### Text
|---|

The disposition of the opium eater is mild and quiet, as a rule. All passion is dead,—unless the wretched irritability which comes from loss of natural sleep and other suffering caused by opium can be called passion. His general conduct is mild, simple, and child-like. All the animal is dormant, quite dead. The beautiful, the good, the free from sham, the genuine and unaffected, meet his approval. Anything that shocks by suddenness, that is obtrusive and noisy, he desires to be out of the reach of. Quiet and solitude, with those he loves within call, are his proper element.

Note.—Among the ever-living cares and worriments that beset and afflict the much-tortured mind of the opium eater, the dread of being thrown out of employment, with consequent inability to procure opium, is not the least. And it begets a species of slavery at once abject and galling,—galling to the “better part of man,” which it “cows;” and abject, in the perfect fear and sense of helplessness which it creates.

|---|

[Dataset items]
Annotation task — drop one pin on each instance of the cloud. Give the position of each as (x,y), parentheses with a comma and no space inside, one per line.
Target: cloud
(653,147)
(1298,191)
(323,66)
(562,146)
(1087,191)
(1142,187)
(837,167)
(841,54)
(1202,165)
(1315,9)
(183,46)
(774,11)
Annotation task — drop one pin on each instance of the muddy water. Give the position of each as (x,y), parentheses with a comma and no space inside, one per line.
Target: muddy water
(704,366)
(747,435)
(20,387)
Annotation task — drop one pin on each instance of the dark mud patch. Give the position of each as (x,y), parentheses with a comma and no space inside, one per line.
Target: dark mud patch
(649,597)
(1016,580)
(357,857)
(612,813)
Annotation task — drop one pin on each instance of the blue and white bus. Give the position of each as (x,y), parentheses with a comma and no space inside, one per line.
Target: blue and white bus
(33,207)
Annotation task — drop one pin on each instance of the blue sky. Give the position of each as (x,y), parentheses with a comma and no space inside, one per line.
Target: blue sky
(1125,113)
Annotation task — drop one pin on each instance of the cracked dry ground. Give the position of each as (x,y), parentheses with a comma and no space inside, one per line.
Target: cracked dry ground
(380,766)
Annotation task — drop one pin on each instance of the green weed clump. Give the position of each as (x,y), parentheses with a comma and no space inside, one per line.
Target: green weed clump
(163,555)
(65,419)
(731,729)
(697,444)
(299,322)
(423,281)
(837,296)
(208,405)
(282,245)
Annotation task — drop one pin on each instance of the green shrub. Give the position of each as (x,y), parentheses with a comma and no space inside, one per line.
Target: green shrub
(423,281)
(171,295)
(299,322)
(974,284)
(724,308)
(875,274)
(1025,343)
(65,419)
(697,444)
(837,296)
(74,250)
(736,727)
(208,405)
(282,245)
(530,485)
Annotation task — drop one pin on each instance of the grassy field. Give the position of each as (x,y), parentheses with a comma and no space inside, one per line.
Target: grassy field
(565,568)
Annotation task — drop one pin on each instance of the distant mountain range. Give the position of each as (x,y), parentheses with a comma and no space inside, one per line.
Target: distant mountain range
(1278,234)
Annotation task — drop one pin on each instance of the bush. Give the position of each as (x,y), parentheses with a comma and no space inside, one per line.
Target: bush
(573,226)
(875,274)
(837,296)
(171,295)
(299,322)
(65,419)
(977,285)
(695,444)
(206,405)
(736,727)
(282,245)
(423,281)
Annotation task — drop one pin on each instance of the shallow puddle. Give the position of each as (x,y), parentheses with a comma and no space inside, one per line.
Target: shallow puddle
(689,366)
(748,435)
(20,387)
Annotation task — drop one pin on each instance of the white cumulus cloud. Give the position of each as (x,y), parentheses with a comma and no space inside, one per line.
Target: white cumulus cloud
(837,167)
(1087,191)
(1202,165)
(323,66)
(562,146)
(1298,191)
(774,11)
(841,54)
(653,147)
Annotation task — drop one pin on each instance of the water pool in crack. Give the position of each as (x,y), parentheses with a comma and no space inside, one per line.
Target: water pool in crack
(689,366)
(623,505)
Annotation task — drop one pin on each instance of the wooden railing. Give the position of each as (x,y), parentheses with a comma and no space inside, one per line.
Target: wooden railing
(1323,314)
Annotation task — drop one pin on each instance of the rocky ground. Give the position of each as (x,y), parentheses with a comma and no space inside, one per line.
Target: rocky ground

|---|

### Written problem A
Answer these from the passage on the opium eater:
(i) What does the first paragraph name as his proper element?
(ii) Which dread does the note count as not the least of his cares?
(iii) What two words does the note use for the kind of slavery this dread begets?
### Written problem B
Carry on the passage on the opium eater from its last sentence.

### Expected answer A
(i) Quiet and solitude, with those he loves within call.
(ii) The dread of being thrown out of employment, with consequent inability to procure opium.
(iii) Abject and galling.

### Expected answer B
The opium eater is not an attractive personage. The appearance is even worse than the reality. He looks weak and inefficient; the lack-lustre of his eye, the pallor of his face, and the offishness of his general expression, are the reverse of fascinating. This he knows, and feels keenly and continually. He feels absolutely dependent, and that, were he thrown out of employment, it might be utterly impossible to obtain another situation, with his tell-tale disadvantages arrayed like open informers against him. This is a contingent and collateral consequence, dependent upon the position in life occupied by the victim; but where the party is poor, though collateral as it were, as I have above said, it is not the least among the ills that afflict the unfortunate opium eater.